*WRITTEN TASK*: Copy every row below word for word, leaving nothing out.

[Named-object pointing rows]

┌──

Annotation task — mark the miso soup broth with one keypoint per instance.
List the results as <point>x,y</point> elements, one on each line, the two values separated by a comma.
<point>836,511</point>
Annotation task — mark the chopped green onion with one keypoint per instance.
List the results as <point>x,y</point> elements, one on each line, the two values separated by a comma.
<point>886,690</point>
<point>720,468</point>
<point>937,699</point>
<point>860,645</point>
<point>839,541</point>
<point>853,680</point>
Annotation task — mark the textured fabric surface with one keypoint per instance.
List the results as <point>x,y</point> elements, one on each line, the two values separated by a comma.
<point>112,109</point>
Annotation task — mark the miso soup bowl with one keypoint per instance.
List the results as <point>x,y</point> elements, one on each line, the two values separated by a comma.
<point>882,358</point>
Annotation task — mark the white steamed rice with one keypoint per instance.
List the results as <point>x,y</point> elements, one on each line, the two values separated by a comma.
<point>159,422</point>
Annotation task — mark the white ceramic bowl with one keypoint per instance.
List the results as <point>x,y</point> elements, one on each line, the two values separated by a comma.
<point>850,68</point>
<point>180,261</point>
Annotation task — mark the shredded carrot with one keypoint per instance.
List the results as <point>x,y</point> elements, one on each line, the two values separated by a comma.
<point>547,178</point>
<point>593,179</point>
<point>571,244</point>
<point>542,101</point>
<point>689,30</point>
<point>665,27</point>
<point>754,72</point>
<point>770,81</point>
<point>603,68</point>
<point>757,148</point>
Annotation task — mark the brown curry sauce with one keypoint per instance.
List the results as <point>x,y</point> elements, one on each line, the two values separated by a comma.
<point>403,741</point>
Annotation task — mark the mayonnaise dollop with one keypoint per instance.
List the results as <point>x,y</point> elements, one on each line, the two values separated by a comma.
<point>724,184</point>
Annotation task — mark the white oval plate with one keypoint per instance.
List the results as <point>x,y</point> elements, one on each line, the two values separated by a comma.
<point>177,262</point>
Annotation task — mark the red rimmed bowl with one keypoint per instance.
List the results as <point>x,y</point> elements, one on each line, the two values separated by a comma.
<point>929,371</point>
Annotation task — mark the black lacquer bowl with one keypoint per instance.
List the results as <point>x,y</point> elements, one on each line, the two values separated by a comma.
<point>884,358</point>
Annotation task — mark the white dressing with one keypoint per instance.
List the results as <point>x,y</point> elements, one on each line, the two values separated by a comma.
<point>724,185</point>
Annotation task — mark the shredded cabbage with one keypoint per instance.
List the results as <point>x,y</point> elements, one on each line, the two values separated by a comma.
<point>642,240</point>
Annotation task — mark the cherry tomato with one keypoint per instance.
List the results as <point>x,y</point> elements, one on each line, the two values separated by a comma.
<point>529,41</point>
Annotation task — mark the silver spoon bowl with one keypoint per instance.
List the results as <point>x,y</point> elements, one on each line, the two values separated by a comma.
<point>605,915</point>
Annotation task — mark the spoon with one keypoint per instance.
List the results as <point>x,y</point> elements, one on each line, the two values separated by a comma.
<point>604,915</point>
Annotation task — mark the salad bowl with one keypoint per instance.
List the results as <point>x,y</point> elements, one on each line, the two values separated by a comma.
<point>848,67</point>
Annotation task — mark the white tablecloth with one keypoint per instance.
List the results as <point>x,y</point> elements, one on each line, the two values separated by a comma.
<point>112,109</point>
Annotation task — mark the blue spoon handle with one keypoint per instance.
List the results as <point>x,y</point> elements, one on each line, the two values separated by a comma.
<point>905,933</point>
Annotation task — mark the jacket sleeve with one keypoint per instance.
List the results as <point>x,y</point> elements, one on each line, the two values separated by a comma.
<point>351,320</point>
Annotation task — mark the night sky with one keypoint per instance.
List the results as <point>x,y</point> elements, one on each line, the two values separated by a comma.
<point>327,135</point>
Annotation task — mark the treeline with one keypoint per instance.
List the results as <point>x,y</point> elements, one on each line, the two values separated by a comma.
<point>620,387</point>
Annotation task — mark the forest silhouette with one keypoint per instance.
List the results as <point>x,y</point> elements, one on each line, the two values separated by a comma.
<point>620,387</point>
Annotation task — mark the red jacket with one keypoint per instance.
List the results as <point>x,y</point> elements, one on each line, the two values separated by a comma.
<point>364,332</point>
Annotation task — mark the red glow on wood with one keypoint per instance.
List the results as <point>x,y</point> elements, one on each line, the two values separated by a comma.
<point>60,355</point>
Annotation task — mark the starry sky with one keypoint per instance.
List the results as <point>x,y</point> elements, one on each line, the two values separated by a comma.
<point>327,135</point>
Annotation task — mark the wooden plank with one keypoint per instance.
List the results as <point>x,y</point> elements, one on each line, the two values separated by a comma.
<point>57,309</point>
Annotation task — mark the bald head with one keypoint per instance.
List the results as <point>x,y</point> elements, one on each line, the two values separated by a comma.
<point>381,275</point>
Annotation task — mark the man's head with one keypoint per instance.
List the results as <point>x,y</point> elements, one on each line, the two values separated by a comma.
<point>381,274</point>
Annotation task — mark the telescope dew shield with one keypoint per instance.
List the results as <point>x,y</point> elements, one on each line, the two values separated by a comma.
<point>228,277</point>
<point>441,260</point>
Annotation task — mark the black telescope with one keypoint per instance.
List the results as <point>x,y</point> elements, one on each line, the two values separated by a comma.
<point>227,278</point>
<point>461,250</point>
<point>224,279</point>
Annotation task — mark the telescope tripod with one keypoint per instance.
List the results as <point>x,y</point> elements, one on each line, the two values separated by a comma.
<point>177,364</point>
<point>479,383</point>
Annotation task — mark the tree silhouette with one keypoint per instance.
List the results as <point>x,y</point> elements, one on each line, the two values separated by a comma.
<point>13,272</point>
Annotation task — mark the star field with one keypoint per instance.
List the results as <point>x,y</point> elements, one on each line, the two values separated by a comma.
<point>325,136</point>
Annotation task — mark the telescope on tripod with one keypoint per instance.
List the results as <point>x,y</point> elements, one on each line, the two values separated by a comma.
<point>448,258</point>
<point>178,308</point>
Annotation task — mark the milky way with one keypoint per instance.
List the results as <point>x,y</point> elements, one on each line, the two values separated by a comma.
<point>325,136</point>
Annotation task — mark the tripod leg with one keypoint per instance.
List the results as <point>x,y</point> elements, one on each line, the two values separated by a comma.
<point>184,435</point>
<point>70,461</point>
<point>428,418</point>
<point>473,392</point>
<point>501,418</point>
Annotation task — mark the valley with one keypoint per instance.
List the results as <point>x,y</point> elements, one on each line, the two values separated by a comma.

└──

*TASK ANSWER*:
Annotation task — mark the miso soup broth with one keypoint per instance.
List the results as <point>x,y</point> elements, one on each line, the two values separated by a comma.
<point>836,511</point>
Annotation task — mark the chopped green onion with one keypoint per instance.
List the results as <point>x,y</point> elements, one on each line, the two values separated by a comma.
<point>886,690</point>
<point>720,468</point>
<point>937,699</point>
<point>860,645</point>
<point>839,541</point>
<point>853,680</point>
Annotation task — mark the textured fabric surface with one keypoint per instance.
List the results as <point>x,y</point> elements, one on each line, the two values separated by a comma.
<point>112,109</point>
Annotation task — mark the miso soup bowl with one keypoint per instance.
List the results as <point>x,y</point> elements, one on each line, the two values separated by a comma.
<point>882,358</point>
Annotation task — mark the white steamed rice with one keypoint per instance.
List the results as <point>x,y</point> elements, one on each line, the two values separated by a comma.
<point>159,422</point>
Annotation task — mark the white ceramic bowl with one keypoint per instance.
List the results as <point>x,y</point> elements, one on each line, the two values separated by a comma.
<point>850,68</point>
<point>180,261</point>
Annotation task — mark the shredded carrot with one keypoint per instance.
List the results as <point>x,y</point> elements, one on each line, the two values separated by a comma.
<point>547,178</point>
<point>593,179</point>
<point>571,244</point>
<point>542,101</point>
<point>689,30</point>
<point>665,27</point>
<point>754,72</point>
<point>770,81</point>
<point>603,68</point>
<point>757,148</point>
Annotation task — mark the brown curry sauce with one keypoint per instance.
List the results as <point>x,y</point> elements, one on each line, the two values separated by a comma.
<point>403,741</point>
Annotation task — mark the mayonnaise dollop with one keypoint per instance.
List the results as <point>x,y</point> elements, one on each line, the two values separated by a comma.
<point>724,184</point>
Annotation task — mark the white oval plate with one keypoint per instance.
List the results as <point>x,y</point> elements, one on each line, the two values separated by a comma.
<point>177,262</point>
Annotation task — mark the red rimmed bowl with one keypoint per instance.
List the results as <point>x,y</point> elements, one on each line, the two values separated by a comma.
<point>929,371</point>
Annotation task — mark the black lacquer bowl with one keypoint per instance.
List the results as <point>x,y</point> elements, one on each line, the two values separated by a comma.
<point>884,358</point>
Annotation task — mark the white dressing with one keypoint per instance.
List the results as <point>x,y</point> elements, one on each line, the two values separated by a comma.
<point>724,185</point>
Annotation task — mark the shredded cabbage with one keypoint per instance.
List the results as <point>x,y</point> elements, one on each line, the two values separated by a comma.
<point>642,240</point>
Annotation task — mark the cherry tomato with one keypoint per instance.
List the results as <point>x,y</point> elements, one on each line, the two values separated by a comma.
<point>529,41</point>
Annotation task — mark the silver spoon bowl with one keypoint per instance.
List the results as <point>x,y</point> elements, one on each line, the two values separated by a comma.
<point>605,915</point>
Annotation task — mark the spoon with one keypoint per instance.
List the results as <point>x,y</point> elements, one on each line, the two values separated by a comma.
<point>604,915</point>
Annotation task — mark the salad bowl with one keypoint per instance.
List the results as <point>x,y</point> elements, one on each line, the two values separated by a comma.
<point>848,67</point>
Annotation task — mark the white tablecloth with one keypoint per instance.
List the results as <point>x,y</point> elements, one on each line, the two values separated by a comma.
<point>112,109</point>
Annotation task — mark the blue spoon handle with one keypoint per instance.
List the results as <point>x,y</point> elements, one on each line, the two values separated by a comma.
<point>905,933</point>
Annotation task — mark the jacket sleeve with one keypoint per instance.
List the results as <point>x,y</point> elements, one on each line, the two values separated by a comma.
<point>351,320</point>
Annotation task — mark the night sky with one keypoint per instance.
List the results as <point>x,y</point> elements, one on each line, the two values separated by a comma.
<point>327,135</point>
Annotation task — mark the treeline with one keypoint per instance.
List the results as <point>x,y</point> elements, one on each line, the two values separated by a comma.
<point>620,387</point>
Annotation task — mark the forest silhouette with one keypoint per instance.
List the results as <point>x,y</point> elements, one on each line, the two values separated by a comma.
<point>620,387</point>
Annotation task — mark the red jacket with one keypoint per instance.
List the results as <point>x,y</point> elements, one on each line, the two values separated by a comma.
<point>364,332</point>
Annotation task — mark the red glow on wood with one keypoint per instance.
List the results as <point>x,y</point> elements, one on each line, the two values separated by a comma.
<point>60,355</point>
Annotation task — mark the starry sky with one keypoint per instance.
List the results as <point>x,y</point> elements, one on each line, the two values separated by a comma.
<point>327,135</point>
Annotation task — mark the wooden plank with one keypoint per instance.
List the results as <point>x,y</point> elements, one on each line, the two values separated by a comma.
<point>57,309</point>
Annotation task — mark the bald head with one keypoint per instance.
List the results as <point>x,y</point> elements, one on each line, the two values separated by a comma.
<point>381,275</point>
Annotation task — mark the man's head with one keypoint per instance.
List the results as <point>x,y</point> elements, one on each line, the two values separated by a comma.
<point>381,274</point>
Annotation task — mark the telescope dew shield with one keypoint per instance.
List the results as <point>x,y</point> elements, one on each line, the two values separated by a comma.
<point>228,277</point>
<point>441,260</point>
Annotation task — mark the black telescope with one keypoint per instance.
List the results as <point>x,y</point> elements, one on each line, the two values separated by a comma.
<point>227,278</point>
<point>461,250</point>
<point>224,279</point>
Annotation task — mark the telescope tripod with one keypoint per instance.
List the results as <point>x,y</point> elements, one on each line, the two values separated by a comma.
<point>177,364</point>
<point>479,383</point>
Annotation task — mark the tree silhouette with one keypoint per instance.
List the results as <point>x,y</point> elements, one on each line, the two values separated by a comma.
<point>13,272</point>
Annotation task — mark the star field with one keypoint per instance.
List the results as <point>x,y</point> elements, one on each line, the two values separated by a comma.
<point>325,136</point>
Annotation task — mark the telescope on tripod with one keypoint per instance.
List the results as <point>x,y</point> elements, one on each line, the two values separated by a comma.
<point>448,258</point>
<point>178,308</point>
Annotation task — mark the milky way with one keypoint per instance.
List the results as <point>x,y</point> elements, one on each line, the two values separated by a comma.
<point>325,136</point>
Annotation task — mark the tripod leg with one keypoint per instance.
List the results as <point>x,y</point> elements, one on each line, the two values separated by a comma.
<point>184,435</point>
<point>70,461</point>
<point>428,418</point>
<point>473,392</point>
<point>501,418</point>
Annotation task — mark the valley with one keypoint per instance.
List the results as <point>x,y</point> elements, one on each line, the two values separated by a comma.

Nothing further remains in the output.